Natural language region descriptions
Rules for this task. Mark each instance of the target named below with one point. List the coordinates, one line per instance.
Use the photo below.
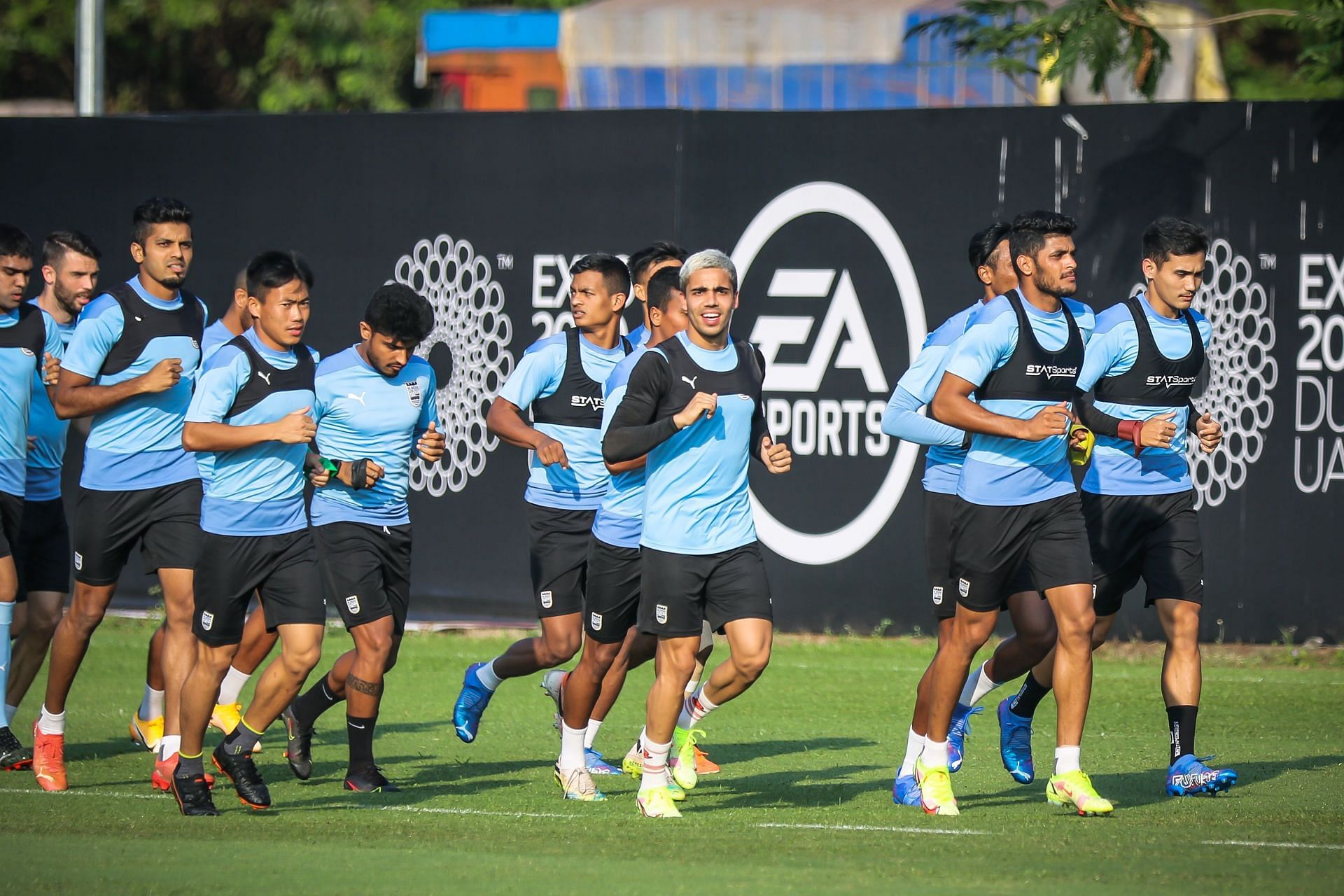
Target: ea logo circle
(836, 199)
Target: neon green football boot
(1074, 789)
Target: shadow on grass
(792, 789)
(1148, 788)
(746, 751)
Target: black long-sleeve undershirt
(636, 429)
(1104, 424)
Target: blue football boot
(1015, 745)
(470, 704)
(958, 732)
(1190, 777)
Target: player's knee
(1077, 630)
(300, 659)
(214, 660)
(968, 636)
(678, 664)
(84, 618)
(753, 664)
(377, 644)
(1040, 643)
(42, 624)
(561, 647)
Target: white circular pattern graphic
(1241, 374)
(470, 320)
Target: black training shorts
(11, 520)
(368, 571)
(1154, 538)
(283, 571)
(939, 508)
(558, 552)
(43, 555)
(166, 520)
(679, 593)
(991, 545)
(612, 598)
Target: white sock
(914, 746)
(168, 746)
(151, 704)
(695, 708)
(638, 747)
(977, 685)
(934, 755)
(590, 734)
(1066, 760)
(655, 764)
(51, 723)
(486, 675)
(571, 747)
(232, 687)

Work to complete — Each record above goes into the copy unchanged; the pictures do not.

Reply to the task —
Rules for this task. Mark each instance of the target named below with one point. List the coordinates, one line per instance.
Use the photo below.
Target: ea logo circle
(836, 199)
Target: neon green football boot
(1074, 789)
Target: shadow on grass
(792, 789)
(1148, 788)
(746, 751)
Target: black long-sleeve undershirt
(636, 429)
(1104, 424)
Target: blue football boot
(1015, 745)
(470, 704)
(958, 732)
(1190, 777)
Target: player's knee
(1077, 630)
(300, 659)
(214, 660)
(968, 636)
(678, 664)
(84, 618)
(753, 664)
(377, 644)
(1040, 643)
(42, 624)
(561, 647)
Target: white circular pattern graphic
(1241, 374)
(470, 320)
Target: black training shorts
(11, 520)
(368, 571)
(1154, 538)
(283, 571)
(939, 508)
(558, 552)
(43, 555)
(166, 520)
(679, 593)
(991, 545)
(612, 598)
Target: white sock
(914, 746)
(168, 746)
(151, 704)
(695, 708)
(638, 747)
(977, 685)
(934, 755)
(590, 734)
(1066, 760)
(655, 764)
(51, 723)
(486, 675)
(571, 747)
(232, 687)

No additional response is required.